▶ THE PROBLEM
I would like every line of the records below that contains the word "field" copied.

▶ DATA
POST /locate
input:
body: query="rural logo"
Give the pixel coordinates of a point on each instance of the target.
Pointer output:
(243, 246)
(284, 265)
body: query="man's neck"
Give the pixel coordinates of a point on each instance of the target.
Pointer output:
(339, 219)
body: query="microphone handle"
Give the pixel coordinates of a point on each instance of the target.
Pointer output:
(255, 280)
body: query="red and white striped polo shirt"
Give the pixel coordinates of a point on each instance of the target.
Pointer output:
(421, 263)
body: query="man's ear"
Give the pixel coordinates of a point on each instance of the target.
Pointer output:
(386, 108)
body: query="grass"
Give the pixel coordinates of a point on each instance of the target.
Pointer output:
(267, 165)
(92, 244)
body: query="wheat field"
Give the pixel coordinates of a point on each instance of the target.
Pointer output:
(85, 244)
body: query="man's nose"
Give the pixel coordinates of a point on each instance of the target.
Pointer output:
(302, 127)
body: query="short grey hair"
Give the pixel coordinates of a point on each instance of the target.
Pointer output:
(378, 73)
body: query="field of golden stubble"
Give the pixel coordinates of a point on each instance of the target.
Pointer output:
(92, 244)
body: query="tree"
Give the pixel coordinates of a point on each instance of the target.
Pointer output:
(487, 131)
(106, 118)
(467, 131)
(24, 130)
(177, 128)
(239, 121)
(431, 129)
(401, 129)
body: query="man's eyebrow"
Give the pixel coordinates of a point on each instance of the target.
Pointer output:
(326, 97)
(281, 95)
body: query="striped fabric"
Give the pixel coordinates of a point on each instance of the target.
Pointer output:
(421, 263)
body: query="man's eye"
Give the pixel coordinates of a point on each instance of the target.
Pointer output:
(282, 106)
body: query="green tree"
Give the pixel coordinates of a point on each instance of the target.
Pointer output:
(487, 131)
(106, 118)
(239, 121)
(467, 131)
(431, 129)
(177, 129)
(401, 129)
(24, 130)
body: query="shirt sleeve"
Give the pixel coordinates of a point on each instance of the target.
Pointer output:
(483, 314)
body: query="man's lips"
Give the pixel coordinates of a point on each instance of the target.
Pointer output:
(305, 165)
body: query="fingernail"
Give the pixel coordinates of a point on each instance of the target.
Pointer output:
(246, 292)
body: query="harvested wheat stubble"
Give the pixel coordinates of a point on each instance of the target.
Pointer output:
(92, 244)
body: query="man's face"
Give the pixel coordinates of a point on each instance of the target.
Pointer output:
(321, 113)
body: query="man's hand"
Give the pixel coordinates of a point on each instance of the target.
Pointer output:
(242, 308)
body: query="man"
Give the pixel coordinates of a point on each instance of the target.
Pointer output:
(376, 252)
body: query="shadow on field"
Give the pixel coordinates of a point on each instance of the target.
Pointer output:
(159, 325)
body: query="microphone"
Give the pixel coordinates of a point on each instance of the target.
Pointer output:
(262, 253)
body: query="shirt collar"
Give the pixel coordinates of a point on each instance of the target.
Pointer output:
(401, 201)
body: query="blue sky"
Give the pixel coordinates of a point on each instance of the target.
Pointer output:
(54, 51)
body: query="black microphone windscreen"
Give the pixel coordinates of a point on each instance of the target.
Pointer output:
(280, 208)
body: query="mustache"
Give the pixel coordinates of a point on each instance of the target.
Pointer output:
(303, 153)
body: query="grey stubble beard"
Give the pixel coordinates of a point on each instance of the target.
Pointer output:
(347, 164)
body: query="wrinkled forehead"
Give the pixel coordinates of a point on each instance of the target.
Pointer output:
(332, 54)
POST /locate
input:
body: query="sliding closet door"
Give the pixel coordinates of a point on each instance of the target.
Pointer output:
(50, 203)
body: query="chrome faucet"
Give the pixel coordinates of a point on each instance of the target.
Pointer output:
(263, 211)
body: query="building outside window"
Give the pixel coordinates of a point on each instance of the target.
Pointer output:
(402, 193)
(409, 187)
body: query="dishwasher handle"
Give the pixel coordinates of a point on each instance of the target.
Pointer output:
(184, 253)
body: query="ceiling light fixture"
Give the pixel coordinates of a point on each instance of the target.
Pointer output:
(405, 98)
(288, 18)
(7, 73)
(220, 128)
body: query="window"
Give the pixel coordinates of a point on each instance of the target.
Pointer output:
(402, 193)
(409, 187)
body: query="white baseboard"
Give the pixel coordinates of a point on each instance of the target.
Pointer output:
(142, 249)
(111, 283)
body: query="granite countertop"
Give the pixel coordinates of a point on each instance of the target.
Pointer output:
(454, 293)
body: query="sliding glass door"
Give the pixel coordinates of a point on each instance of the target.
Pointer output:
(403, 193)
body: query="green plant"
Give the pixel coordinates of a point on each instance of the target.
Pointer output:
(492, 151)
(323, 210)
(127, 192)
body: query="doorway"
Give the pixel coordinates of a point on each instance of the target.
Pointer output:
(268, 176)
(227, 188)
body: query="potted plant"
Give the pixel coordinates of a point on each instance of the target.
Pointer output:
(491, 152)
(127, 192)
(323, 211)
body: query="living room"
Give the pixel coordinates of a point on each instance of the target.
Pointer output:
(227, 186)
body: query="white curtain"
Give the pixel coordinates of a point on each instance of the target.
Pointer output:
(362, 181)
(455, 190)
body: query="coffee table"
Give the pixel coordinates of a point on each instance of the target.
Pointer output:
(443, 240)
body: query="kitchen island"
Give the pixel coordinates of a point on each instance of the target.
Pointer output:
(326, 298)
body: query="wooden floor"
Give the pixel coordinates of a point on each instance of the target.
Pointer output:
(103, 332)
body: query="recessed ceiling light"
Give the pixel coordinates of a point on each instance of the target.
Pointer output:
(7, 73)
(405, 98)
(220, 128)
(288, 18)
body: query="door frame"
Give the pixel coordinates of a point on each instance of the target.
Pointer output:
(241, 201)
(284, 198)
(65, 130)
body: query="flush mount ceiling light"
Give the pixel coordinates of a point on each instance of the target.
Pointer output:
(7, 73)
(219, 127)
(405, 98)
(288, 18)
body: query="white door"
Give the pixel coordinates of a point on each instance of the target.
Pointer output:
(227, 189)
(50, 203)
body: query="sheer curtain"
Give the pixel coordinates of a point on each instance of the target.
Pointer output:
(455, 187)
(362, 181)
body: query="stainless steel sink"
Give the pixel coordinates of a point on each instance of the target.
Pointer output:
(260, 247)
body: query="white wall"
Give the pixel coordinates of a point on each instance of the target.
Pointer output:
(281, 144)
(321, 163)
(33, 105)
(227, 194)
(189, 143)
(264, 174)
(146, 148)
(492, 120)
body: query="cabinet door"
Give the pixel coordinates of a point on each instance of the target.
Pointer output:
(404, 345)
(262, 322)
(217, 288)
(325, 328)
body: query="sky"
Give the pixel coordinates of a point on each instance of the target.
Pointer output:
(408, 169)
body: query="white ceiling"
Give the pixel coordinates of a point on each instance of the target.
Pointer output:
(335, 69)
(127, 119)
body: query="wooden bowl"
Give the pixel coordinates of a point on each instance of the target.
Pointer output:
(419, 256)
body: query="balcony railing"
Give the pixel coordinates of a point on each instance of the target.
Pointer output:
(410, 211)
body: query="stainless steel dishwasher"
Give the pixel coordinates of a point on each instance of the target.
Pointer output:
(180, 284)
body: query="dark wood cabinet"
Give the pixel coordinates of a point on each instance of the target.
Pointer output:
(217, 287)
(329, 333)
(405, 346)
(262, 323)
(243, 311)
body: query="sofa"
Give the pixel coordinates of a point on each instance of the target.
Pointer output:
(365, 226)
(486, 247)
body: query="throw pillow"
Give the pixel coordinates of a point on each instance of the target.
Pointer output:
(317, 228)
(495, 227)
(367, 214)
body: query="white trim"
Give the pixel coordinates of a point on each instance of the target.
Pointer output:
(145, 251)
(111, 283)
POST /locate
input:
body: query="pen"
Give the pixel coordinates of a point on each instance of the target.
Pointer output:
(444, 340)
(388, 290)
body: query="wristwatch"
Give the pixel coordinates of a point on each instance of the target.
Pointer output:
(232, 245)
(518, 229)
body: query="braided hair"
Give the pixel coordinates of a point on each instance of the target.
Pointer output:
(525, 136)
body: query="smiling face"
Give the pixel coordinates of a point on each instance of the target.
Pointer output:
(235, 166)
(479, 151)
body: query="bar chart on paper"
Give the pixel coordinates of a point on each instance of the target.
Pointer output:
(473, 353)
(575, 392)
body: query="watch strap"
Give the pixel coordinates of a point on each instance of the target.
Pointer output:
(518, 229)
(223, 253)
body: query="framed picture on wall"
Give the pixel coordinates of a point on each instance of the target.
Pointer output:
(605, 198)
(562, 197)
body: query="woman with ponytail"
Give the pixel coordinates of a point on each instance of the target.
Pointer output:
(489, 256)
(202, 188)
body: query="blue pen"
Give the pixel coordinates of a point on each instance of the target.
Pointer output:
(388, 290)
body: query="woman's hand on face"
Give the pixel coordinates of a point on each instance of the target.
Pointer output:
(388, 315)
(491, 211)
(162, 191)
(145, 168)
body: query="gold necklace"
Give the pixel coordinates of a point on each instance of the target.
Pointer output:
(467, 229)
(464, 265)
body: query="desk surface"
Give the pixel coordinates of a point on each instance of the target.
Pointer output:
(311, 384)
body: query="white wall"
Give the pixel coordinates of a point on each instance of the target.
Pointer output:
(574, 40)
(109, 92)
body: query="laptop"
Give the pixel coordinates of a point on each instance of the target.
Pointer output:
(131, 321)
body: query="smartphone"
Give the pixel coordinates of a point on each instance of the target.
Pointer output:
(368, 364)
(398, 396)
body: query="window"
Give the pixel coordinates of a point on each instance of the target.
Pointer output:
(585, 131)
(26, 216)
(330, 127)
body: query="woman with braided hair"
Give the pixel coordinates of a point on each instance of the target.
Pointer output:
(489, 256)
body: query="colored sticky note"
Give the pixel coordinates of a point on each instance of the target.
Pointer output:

▶ WRITTEN REPLY
body: query="wheat field"
body: query="field of golden stubble"
body: query="shadow on field"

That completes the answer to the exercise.